* **Extract to read**:
┄┄┄┄┄┄┄┄┄┄┄┄┄┄┄┄┄┄┄┄
I was trying to derive the Lie algebra $so(3)$ from the corresponding Lie group $SO(3)$. But an intermediate step stopped me. Belows are my derivation process:
- Specify the identity of SO(3): identity matrix $I$.
- Specify the inversion of SO(3): $$ R^T \circ R = R \circ R^T = I \Rightarrow R^{-1} = R^T$$
- Time-differentiate the inversion: $$\dot{R}R^T =-(\dot{R}R^T)^T \Rightarrow \dot{R}R^T = [\omega]_x$$ for some skew-symmetric matrix.
- Add the time dimension: $$\dot{R}(t)R^T(t) = [\omega]_x(t)$$ By definition, the exponential map $exp$ is just a kind of projection, hence $[\omega]_x(t)$ is constant with regards to $t$. Therefore, we get: \begin{equation} \label{eq:1} \frac{dR}{dt} R^{-1} = [\omega]_x \Rightarrow dR \ R^{-1} = [\omega]_x \ dt \end{equation}
- Solve the ordinary differential equation(ODE) using Separation of Variables, which is just doing integration on both sides.
┄┄┄┄┄┄┄┄┄┄┄┄┄┄┄┄┄┄┄┄
* **What needs to be done**: In the post above on deriving so(3), what method is named for solving the ordinary differential equation?

* **Recorded information**:
┄┄┄┄┄┄┄┄┄┄┄┄┄┄┄┄┄┄┄┄
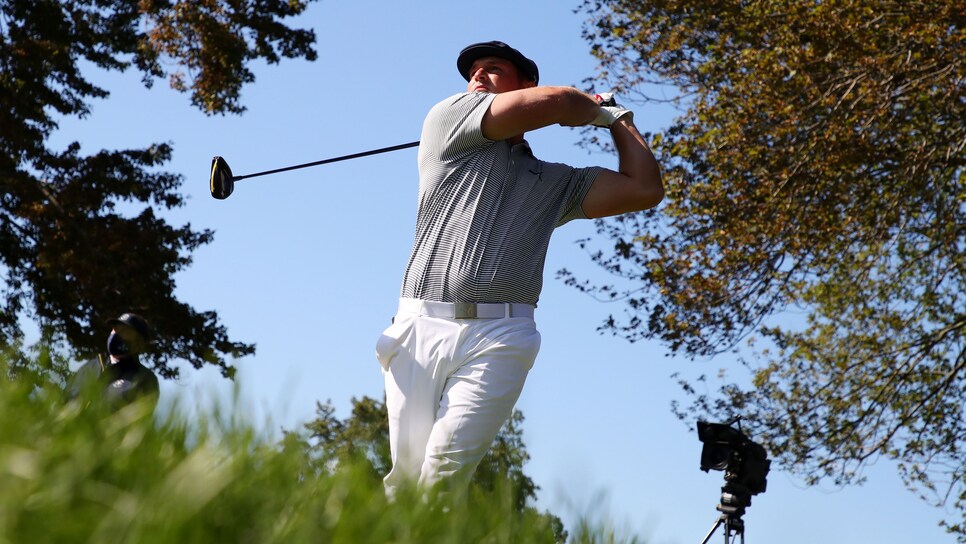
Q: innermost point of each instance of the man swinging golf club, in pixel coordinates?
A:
(464, 338)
┄┄┄┄┄┄┄┄┄┄┄┄┄┄┄┄┄┄┄┄
* **Task solution**: Separation of Variables, which amounts to integrating both sides.